***** SUPPLIED DATA *****
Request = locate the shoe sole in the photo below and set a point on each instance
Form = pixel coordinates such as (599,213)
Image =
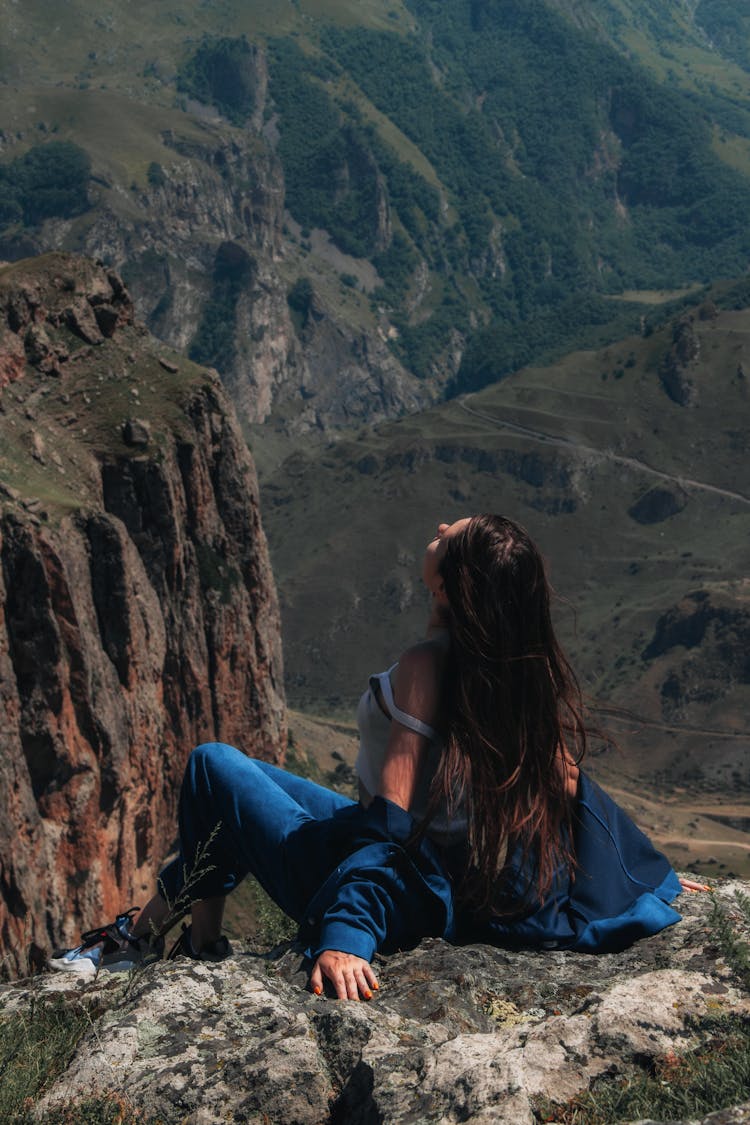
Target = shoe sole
(82,968)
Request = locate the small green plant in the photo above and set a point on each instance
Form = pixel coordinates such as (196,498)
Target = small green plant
(735,950)
(36,1045)
(180,906)
(681,1087)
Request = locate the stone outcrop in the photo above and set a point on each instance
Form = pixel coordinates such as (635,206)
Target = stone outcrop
(675,370)
(216,190)
(455,1034)
(137,609)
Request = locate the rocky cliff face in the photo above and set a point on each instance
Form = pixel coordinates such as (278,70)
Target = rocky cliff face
(220,187)
(137,610)
(455,1034)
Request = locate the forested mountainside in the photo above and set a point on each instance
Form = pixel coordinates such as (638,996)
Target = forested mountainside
(627,464)
(354,209)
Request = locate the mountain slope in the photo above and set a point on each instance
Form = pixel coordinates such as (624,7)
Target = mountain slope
(629,465)
(464,182)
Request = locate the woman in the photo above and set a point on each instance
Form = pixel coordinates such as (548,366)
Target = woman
(473,816)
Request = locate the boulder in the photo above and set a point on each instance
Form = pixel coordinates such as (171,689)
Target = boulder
(455,1034)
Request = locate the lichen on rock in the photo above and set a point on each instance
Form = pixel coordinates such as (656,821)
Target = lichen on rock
(245,1041)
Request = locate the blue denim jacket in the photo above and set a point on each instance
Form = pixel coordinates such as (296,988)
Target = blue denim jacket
(388,892)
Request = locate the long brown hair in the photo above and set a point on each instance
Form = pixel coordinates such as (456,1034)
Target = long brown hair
(514,709)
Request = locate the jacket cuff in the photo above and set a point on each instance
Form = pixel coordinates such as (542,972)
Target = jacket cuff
(345,938)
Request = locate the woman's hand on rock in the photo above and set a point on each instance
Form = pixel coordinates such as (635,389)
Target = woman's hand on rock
(351,977)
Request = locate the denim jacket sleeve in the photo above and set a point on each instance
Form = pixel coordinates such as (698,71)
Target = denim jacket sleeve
(386,893)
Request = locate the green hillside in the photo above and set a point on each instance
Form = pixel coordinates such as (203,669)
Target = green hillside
(642,506)
(507,167)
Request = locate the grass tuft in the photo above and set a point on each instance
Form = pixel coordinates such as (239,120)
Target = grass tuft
(687,1086)
(36,1045)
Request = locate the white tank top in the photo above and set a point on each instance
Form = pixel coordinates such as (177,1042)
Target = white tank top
(375,730)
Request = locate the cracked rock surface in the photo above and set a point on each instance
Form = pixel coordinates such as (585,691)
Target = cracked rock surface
(455,1034)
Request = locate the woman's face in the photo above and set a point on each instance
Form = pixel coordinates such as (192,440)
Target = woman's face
(435,551)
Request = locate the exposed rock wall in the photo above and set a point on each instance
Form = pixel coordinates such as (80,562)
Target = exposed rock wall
(137,609)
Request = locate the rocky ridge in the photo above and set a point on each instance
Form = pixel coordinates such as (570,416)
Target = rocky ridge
(137,610)
(455,1034)
(224,188)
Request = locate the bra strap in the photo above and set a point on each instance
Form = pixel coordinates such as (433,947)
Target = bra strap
(406,720)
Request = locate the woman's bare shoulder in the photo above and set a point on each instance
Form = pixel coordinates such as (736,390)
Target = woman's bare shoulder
(425,658)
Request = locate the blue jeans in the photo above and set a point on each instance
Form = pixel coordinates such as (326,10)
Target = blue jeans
(263,821)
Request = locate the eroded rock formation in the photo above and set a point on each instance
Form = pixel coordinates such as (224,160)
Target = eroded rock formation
(137,609)
(455,1034)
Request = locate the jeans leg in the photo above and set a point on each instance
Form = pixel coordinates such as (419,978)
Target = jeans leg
(249,809)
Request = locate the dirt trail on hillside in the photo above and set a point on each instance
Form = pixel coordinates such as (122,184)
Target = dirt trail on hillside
(632,462)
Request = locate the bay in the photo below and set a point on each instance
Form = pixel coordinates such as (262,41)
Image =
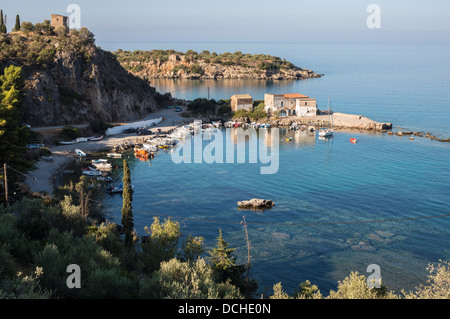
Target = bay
(319,182)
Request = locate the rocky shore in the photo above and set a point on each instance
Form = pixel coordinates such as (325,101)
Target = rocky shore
(340,121)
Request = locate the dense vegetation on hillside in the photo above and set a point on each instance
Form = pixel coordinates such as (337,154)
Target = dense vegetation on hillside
(207,65)
(261,61)
(69,80)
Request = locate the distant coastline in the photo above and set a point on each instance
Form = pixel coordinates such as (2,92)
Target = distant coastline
(171,64)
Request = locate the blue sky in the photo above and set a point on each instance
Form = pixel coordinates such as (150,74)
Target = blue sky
(248,20)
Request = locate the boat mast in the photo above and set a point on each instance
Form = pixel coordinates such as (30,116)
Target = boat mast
(329,110)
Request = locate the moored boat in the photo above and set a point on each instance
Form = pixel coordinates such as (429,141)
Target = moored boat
(141,152)
(80,153)
(114,155)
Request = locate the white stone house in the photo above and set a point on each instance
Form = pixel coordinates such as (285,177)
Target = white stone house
(293,104)
(306,107)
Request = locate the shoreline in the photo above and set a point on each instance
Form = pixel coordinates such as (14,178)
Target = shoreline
(42,179)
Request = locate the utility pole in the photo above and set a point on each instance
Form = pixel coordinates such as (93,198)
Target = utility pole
(6,182)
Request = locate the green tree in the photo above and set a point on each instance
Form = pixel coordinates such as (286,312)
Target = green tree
(224,265)
(355,287)
(2,23)
(12,134)
(17,25)
(27,27)
(127,213)
(162,243)
(186,280)
(192,248)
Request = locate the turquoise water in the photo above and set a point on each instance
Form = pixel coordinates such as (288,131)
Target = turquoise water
(334,181)
(319,182)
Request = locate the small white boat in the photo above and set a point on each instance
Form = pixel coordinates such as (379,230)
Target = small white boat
(323,132)
(95,138)
(91,173)
(99,161)
(116,189)
(80,153)
(67,142)
(102,166)
(150,147)
(47,158)
(114,155)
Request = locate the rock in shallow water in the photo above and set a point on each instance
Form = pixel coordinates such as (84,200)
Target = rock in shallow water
(256,203)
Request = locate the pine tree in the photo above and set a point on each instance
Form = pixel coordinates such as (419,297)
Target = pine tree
(17,26)
(225,267)
(127,213)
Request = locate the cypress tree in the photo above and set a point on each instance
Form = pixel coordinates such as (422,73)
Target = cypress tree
(17,26)
(2,23)
(127,213)
(13,136)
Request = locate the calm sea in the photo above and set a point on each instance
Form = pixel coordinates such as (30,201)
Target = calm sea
(321,182)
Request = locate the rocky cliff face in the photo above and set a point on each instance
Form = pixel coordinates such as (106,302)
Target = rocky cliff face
(182,66)
(79,83)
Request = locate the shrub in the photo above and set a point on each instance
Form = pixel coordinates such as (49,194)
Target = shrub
(186,280)
(69,133)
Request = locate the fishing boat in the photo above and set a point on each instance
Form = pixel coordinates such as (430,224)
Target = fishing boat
(102,166)
(67,142)
(150,147)
(141,152)
(100,161)
(114,155)
(116,189)
(91,173)
(324,132)
(95,138)
(81,139)
(105,179)
(80,153)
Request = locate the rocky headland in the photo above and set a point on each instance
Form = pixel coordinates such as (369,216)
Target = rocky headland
(206,65)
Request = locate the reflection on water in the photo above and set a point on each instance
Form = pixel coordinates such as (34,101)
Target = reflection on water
(318,182)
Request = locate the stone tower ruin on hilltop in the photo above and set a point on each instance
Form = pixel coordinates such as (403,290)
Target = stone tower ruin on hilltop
*****
[WHAT YOU NEED TO DO] Without the pictures, restate all of the entries above verbatim.

[OUTPUT FOR THIS TASK]
Request = locate the shoe sole in the photo below and set a point on each instance
Form = pixel coordinates such as (599,213)
Image =
Target = shoe sole
(82,968)
Request = locate the small green plant in the photo above and set a point on each instance
Form = pixel coordinates such as (196,498)
Target = small green plant
(735,950)
(36,1045)
(180,906)
(681,1087)
Request = locate the stone outcrop in the photo above and set a point on each instance
Form = pixel coordinates such as (635,206)
Target = stone outcrop
(675,370)
(216,190)
(455,1034)
(137,609)
Request = locate the rocky cliff face in the photo above and set a point on each instance
Form = pixel coordinates such as (278,70)
Target = rocky cliff face
(220,187)
(137,610)
(455,1034)
Request = locate the forested mountainside in the photo above and set a point on each instance
Form = pixel coordinates such as (638,996)
Target = forested mountainside
(627,464)
(354,209)
Request = locate the mountain slope in the photo above and set a point on each instance
Form = pixel coordinates such as (624,7)
Target = mountain slope
(629,465)
(464,182)
Request = locate the woman in the photo above and set a point on each instance
Form = pixel coordinates such as (548,366)
Target = woman
(473,816)
Request = locate the boulder in the photo above and set a point on each instance
Form = pixel coordinates such as (171,689)
Target = boulder
(455,1034)
Request = locate the lichen on rock in the photo above and set a point on each instance
Form = pixel coordinates such as (656,821)
Target = lichen on rock
(245,1041)
Request = locate the blue denim jacket in the photo above and set a point on each instance
Form = pixel coordinates such as (296,988)
Target = blue denim jacket
(388,892)
Request = locate the long brown hair in the photo above and set a point on each instance
Form = pixel coordinates such as (456,1034)
Target = long brown hair
(514,709)
Request = locate the jacket cuff in the photo above and set a point on each instance
Form = pixel coordinates such as (542,972)
Target = jacket cuff
(345,938)
Request = locate the woman's hand on rock in the photo above and set a point on each instance
Form = pixel coordinates such as (635,389)
Target = woman's hand on rock
(351,977)
Request = locate the denim jacket sleeve in the photo above and set a point on each instance
Form = pixel coordinates such as (698,71)
Target = denim jacket sleeve
(386,893)
Request = locate the green hillside in the photo above and set a point on each instance
Form = pixel coordinates such as (203,669)
Target = green hillside
(642,506)
(507,167)
Request = locate the grass tuft in the photo above and set a point on each instance
Form = pixel coordinates such as (239,120)
Target = grass tuft
(687,1086)
(36,1045)
Request = locate the white tank top in the photo above and set a point on each instance
Form = pixel coordinates such as (177,1042)
Target = white tank top
(375,730)
Request = locate the cracked rock surface in the photo above and set a point on each instance
Form = pixel coordinates such as (585,691)
Target = cracked rock surface
(455,1034)
Request = locate the woman's face in the photo above and set a point on each instance
Form = pixel coordinates such as (192,440)
Target = woman's face
(435,551)
Request = locate the exposed rock wall in the photo above and set a point on each instance
Form = pixel coordinates such as (80,562)
Target = exposed rock wall
(137,609)
Request = locate the rocky ridge in the photo above and set a point on each instance
Form = pixel coordinates such as (570,416)
Target = rocky ridge
(137,610)
(455,1034)
(224,188)
Request = locate the bra strap in the photo above and set a point on each instance
Form = pixel coordinates such as (433,947)
Target = bra strap
(406,720)
Request = locate the woman's bare shoulder in the photo above and set a point on each instance
Form = pixel coordinates such as (736,390)
Target = woman's bare shoulder
(425,658)
Request = locate the blue jeans in the photo above and set a point on each instance
Form = pixel coordinates such as (326,10)
Target = blue jeans
(263,821)
Request = locate the eroded rock formation in the photo above and set a point on each instance
Form = pixel coordinates such as (224,160)
Target = eroded rock formation
(137,609)
(455,1034)
Request = locate the jeans leg in the photo above and set a point on each instance
Form = pixel coordinates such as (419,978)
Target = jeans leg
(249,809)
Request = locate the dirt trail on hillside in the photo above and set a point on each instance
Form = pixel coordinates such as (122,184)
Target = dirt trail on hillside
(632,462)
Request = locate the bay in the photo below and set a point on each instance
Form = pixel coordinates such as (262,41)
Image =
Target = bay
(319,182)
Request = locate the rocky shore in the photo above and set a point on each instance
Form = pixel coordinates such as (325,101)
Target = rocky shore
(340,121)
Request = locate the dense vegetation on hillside in the photo above and set a point on each instance
Form = pixel coordinates such as (337,154)
Target = dense vegetation on hillside
(207,65)
(261,61)
(69,80)
Request = locate the distant coastline in the photo above and set a point on each instance
Form = pixel coordinates such as (2,92)
Target = distant coastline
(171,64)
Request = locate the blue sky in the photo above and set a point on each instance
Form = pixel coordinates such as (150,74)
Target = blue sky
(248,20)
Request = locate the boat mast in the photo above and set a point on each instance
Form = pixel coordinates such as (30,116)
Target = boat mast
(329,110)
Request = locate the moored boat in the photo above and set a point on each instance
Form = pixel coordinates such as (429,141)
Target = moored boat
(141,152)
(80,153)
(114,155)
Request = locate the white stone house in the photo above and set a point on each instance
Form = pixel coordinates such as (285,177)
Target = white stone house
(293,104)
(306,107)
Request = locate the shoreline in the photo above and set a point on each instance
Form = pixel coordinates such as (14,178)
Target = shoreline
(42,179)
Request = locate the utility pole in the photo above and set a point on each instance
Form = pixel coordinates such as (93,198)
Target = utility pole
(6,182)
Request = locate the green tree in the photo above and set a point on each instance
Form = pixel coordinates such as (286,312)
Target = green tree
(224,265)
(355,287)
(2,23)
(12,134)
(17,25)
(27,27)
(127,213)
(162,243)
(186,280)
(192,248)
Request = locate the turquoise water in the photo above and set a point on each instance
Form = pixel coordinates such as (288,131)
Target = turquoise water
(334,181)
(319,182)
Request = locate the small white boat in the photo above and set a point on each instance
Form = pixel coordinates such as (379,230)
Target = small white boat
(323,132)
(95,138)
(91,173)
(99,161)
(116,189)
(80,153)
(67,142)
(102,166)
(150,147)
(47,158)
(114,155)
Request = locate the rock in shallow water in the photo above and set a point on each instance
Form = pixel coordinates such as (84,200)
Target = rock in shallow water
(256,203)
Request = locate the pine tree in the photo above and set a point on each instance
Form = pixel coordinates such as (419,297)
Target = pine tree
(17,26)
(225,267)
(127,213)
Request = locate the cypress tree in the photo above and set a point on each instance
Form = pixel coordinates such as (422,73)
Target = cypress tree
(17,26)
(2,23)
(127,213)
(13,136)
Request = locate the calm sea in the photo above and set a point on each instance
Form = pixel coordinates such as (30,201)
Target = calm sea
(321,182)
Request = locate the rocky cliff face in the photo above and set a point on each instance
Form = pixel coordinates such as (106,302)
Target = rocky cliff face
(182,66)
(79,83)
Request = locate the shrub in the photo above and set a point on each instance
Form = pixel coordinates such as (49,194)
Target = shrub
(186,280)
(69,133)
Request = locate the fishing boat in the photo above and set a point on each instance
Form = pixel coordinates such as (430,224)
Target = fishing boat
(102,166)
(67,142)
(150,147)
(141,152)
(100,161)
(114,155)
(116,189)
(91,173)
(324,132)
(95,138)
(81,139)
(105,179)
(80,153)
Request = locate the rocky headland in the photo above and set a point on each instance
Form = pixel coordinates such as (369,216)
Target = rocky headland
(206,65)
Request = locate the reflection on water in the photo above and set a point on each instance
Form = pixel coordinates such as (34,101)
Target = reflection on water
(318,182)
Request = locate the stone tower ruin on hilltop in the photo above and set a point on each instance
Form = pixel coordinates such as (403,290)
Target = stone tower ruin on hilltop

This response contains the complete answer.